— begin Listed records —

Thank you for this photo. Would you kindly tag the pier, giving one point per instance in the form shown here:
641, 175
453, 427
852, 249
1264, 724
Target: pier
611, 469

— end Listed records —
— begin Listed records —

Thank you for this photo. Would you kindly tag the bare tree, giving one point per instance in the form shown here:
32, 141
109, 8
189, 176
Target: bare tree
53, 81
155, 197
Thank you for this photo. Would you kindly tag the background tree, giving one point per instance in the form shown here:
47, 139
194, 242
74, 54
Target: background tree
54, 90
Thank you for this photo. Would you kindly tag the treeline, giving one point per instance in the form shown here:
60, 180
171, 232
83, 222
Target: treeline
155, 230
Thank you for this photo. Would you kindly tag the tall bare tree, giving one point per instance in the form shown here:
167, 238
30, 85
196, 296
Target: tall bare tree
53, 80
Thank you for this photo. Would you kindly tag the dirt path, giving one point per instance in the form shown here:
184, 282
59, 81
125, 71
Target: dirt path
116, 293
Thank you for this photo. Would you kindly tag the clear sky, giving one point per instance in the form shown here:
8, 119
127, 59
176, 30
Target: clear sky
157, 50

— end Listed records —

[Short problem]: Pick out every line of the entries above that contains the word "background", and copy each one.

[Exercise response]:
Thank you for this photo. Would you kindly tag the background tree, giving one point per instance in the form shown here:
Target: background tree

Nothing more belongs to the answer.